EXCERPTED RECORDS:

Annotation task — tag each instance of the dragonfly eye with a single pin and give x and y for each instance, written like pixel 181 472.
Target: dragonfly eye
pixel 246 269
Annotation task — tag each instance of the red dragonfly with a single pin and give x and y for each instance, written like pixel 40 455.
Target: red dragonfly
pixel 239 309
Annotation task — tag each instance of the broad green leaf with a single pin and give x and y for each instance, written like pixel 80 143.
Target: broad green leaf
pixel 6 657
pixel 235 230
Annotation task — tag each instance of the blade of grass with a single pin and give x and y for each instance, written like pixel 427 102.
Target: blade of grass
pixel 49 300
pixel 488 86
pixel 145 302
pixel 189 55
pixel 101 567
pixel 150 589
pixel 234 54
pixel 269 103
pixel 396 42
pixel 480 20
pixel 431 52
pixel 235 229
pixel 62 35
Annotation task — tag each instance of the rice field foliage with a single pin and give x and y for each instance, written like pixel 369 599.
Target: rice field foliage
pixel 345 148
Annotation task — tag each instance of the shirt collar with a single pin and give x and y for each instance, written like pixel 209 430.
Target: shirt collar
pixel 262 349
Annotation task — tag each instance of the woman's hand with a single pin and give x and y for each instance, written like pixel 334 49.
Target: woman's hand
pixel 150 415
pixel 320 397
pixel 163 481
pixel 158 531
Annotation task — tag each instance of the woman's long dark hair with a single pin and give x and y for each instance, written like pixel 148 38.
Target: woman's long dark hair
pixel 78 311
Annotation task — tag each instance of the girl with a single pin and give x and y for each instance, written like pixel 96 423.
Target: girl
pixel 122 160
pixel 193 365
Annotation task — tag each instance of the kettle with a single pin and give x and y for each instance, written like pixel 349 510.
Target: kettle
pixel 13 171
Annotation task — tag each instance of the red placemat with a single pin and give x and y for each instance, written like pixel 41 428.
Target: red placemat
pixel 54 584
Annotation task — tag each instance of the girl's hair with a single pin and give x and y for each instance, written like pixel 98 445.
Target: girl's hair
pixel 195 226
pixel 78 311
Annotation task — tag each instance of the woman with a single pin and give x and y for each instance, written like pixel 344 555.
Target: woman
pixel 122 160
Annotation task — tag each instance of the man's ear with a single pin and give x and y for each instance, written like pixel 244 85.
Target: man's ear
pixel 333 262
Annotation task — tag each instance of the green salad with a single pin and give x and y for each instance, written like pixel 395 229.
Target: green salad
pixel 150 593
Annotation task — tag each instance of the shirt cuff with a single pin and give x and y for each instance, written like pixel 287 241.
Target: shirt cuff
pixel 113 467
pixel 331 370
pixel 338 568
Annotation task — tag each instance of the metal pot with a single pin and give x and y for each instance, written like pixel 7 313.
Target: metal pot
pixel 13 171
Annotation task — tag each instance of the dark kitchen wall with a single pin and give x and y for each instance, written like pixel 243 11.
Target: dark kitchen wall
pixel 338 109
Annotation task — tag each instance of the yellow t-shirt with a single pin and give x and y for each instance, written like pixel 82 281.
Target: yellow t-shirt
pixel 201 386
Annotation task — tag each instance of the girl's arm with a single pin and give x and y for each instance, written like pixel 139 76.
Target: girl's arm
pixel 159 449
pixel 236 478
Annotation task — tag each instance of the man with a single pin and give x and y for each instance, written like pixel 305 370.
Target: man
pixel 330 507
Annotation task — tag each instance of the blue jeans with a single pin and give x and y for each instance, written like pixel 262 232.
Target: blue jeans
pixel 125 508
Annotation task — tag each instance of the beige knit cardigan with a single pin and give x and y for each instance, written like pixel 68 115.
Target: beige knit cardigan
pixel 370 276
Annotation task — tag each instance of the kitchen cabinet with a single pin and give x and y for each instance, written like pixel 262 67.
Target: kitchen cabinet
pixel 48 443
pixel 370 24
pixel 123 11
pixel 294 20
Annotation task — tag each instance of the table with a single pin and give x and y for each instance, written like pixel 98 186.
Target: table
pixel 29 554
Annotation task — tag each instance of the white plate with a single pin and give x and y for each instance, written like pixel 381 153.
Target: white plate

WORK REQUIRED: Rewrite the records from the line with "Annotation task — tag each instance of the man with" through the end of the records, replacing "kitchen cabinet" with "wall cabinet" and changing nothing else.

ANSWER TO THIS PROBLEM:
Annotation task — tag each instance of the man with a single pin and give x and y for each instance, written like pixel 305 370.
Target: man
pixel 330 507
Annotation task — tag each instance of the blue jeans with a single pin and give x and y for each instance, written like pixel 262 232.
Target: blue jeans
pixel 125 508
Annotation task — tag each instance of the beige knit cardigan with a single pin and give x and y for each instance, written like pixel 68 115.
Target: beige knit cardigan
pixel 370 276
Annotation task — tag each instance of the wall cabinet with a single pin and give x and y for each instance, written like pixel 262 67.
Target: wall cabinet
pixel 48 443
pixel 370 24
pixel 123 11
pixel 294 20
Annotation task — tag each instance of the table with a single pin and give x and y for each instance, written like pixel 98 186.
Target: table
pixel 29 554
Annotation task — tag each instance of the white plate with a single pin and give x and y for each instance, written like pixel 381 153.
Target: white plate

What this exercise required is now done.